## Begin

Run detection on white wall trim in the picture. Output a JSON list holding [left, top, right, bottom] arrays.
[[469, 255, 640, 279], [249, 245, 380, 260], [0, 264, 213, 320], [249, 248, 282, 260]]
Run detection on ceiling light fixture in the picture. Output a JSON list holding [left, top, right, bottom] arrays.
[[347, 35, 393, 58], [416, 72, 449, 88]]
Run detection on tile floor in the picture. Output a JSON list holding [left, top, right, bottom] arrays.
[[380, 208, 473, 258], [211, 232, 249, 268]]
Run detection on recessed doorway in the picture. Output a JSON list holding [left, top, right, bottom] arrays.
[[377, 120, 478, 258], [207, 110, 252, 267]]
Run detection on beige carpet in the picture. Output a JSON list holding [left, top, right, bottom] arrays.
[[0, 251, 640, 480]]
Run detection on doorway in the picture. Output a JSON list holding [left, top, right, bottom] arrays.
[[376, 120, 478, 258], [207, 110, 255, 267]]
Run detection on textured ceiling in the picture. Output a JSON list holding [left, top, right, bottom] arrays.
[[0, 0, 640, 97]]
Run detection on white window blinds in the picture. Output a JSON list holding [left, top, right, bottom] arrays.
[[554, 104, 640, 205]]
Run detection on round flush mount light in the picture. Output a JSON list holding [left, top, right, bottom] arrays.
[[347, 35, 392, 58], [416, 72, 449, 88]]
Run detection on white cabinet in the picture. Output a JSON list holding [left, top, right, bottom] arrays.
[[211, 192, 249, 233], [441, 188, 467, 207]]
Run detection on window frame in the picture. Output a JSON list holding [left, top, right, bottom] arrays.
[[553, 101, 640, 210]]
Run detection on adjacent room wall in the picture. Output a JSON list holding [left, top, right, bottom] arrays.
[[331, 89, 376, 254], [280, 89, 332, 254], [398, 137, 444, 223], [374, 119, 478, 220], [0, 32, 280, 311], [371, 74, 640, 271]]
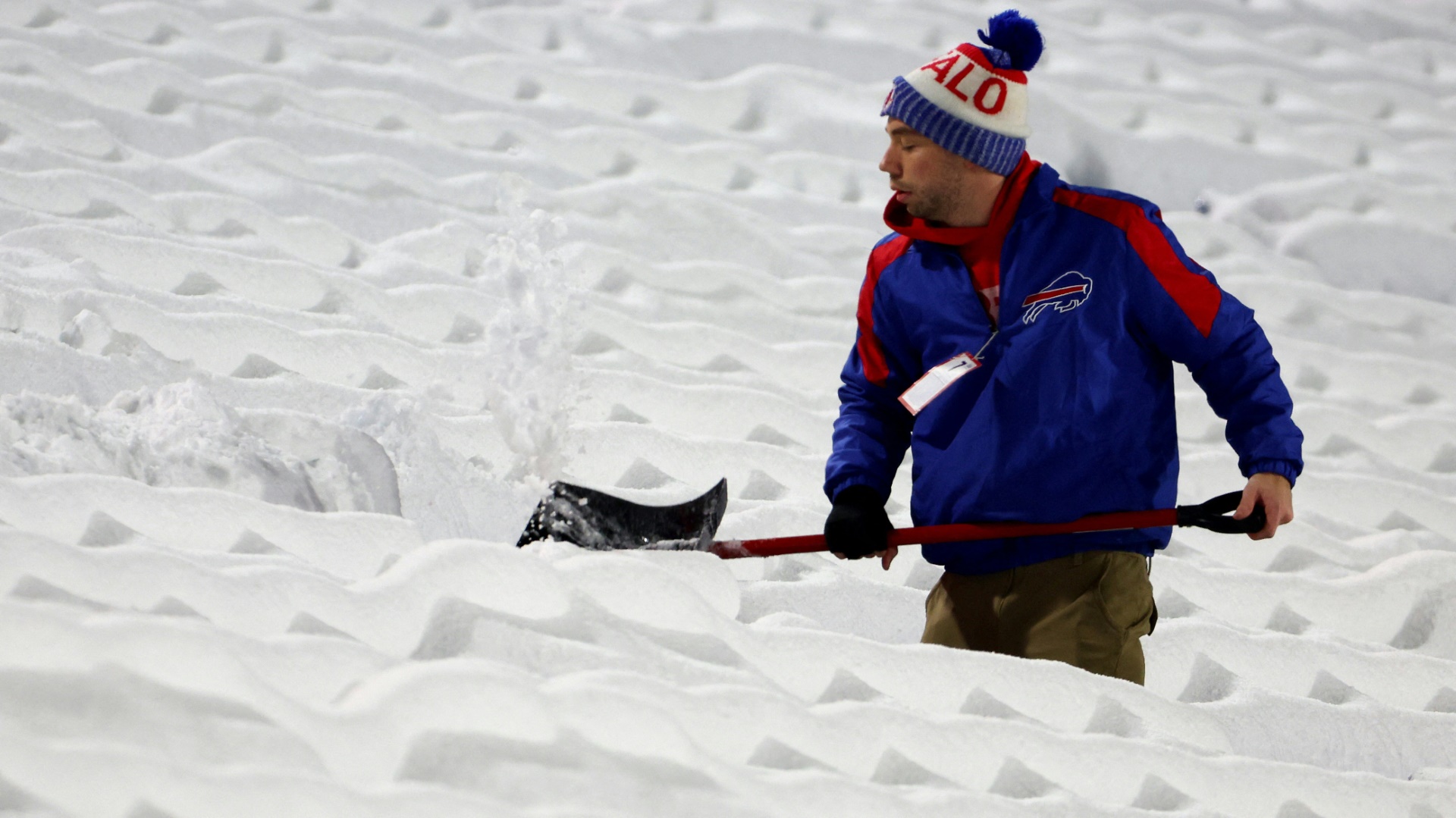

## End

Exercise: Convert every line of the items above into a numbered list, skipping blank lines and leaving out the picture.

Task solution:
1. Run detection on white wall trim in the picture. Output a JSON list holding [left, top, right, bottom] arrays.
2. [[469, 255, 640, 279], [249, 245, 380, 260], [0, 264, 213, 320], [249, 248, 282, 260]]
3. Run detection on ceiling light fixture in the picture. Output a JSON list holding [left, top, right, bottom] arrays.
4. [[347, 35, 393, 58], [416, 72, 449, 88]]
5. Run detection on tile floor in the picture. Output a JSON list holding [left, top, right, bottom] arrays.
6. [[380, 208, 473, 258], [211, 232, 249, 268]]
7. Run detection on recessed doorway in the picture. Output a JSON list holding [left, top, right, bottom] arrays.
8. [[377, 120, 478, 258], [207, 110, 252, 267]]
9. Run detection on beige carpet in the picture. Output a JSON list holding [left, top, right, bottom] arrays.
10. [[0, 251, 640, 480]]
11. Run detection on doorway in the picture. Output a JSON list holding [left, top, right, bottom] arrays.
12. [[376, 120, 478, 258], [207, 110, 255, 267]]
13. Run detection on textured ceiling in the picture. Output a JSON list holding [left, top, right, bottom] arrays.
14. [[0, 0, 640, 97]]
15. Run detection on white window blinds in the picture. Output a JSON list holding [left, top, right, bottom] arrays.
16. [[554, 104, 640, 205]]
17. Run detection on round flush mount light in the picture. Output a JSON list holding [left, top, right, bottom] arrays.
18. [[347, 35, 392, 58], [416, 72, 449, 88]]
19. Run detection on white cabinet in the picture. Output a JSON list holding [left, top, right, bottom] arrays.
20. [[211, 192, 249, 233], [441, 188, 467, 207]]
21. Run detection on window frame in the picture. Output a JSON list holding [left, top, right, bottom] arrays.
22. [[553, 101, 640, 210]]
23. Run detection on adjacent room wall in the picture. Output a JSON list holding [left, top, right, bottom] arrays.
24. [[331, 89, 376, 254], [280, 89, 332, 254], [398, 137, 444, 223], [374, 119, 478, 220], [0, 32, 280, 311], [371, 74, 640, 271]]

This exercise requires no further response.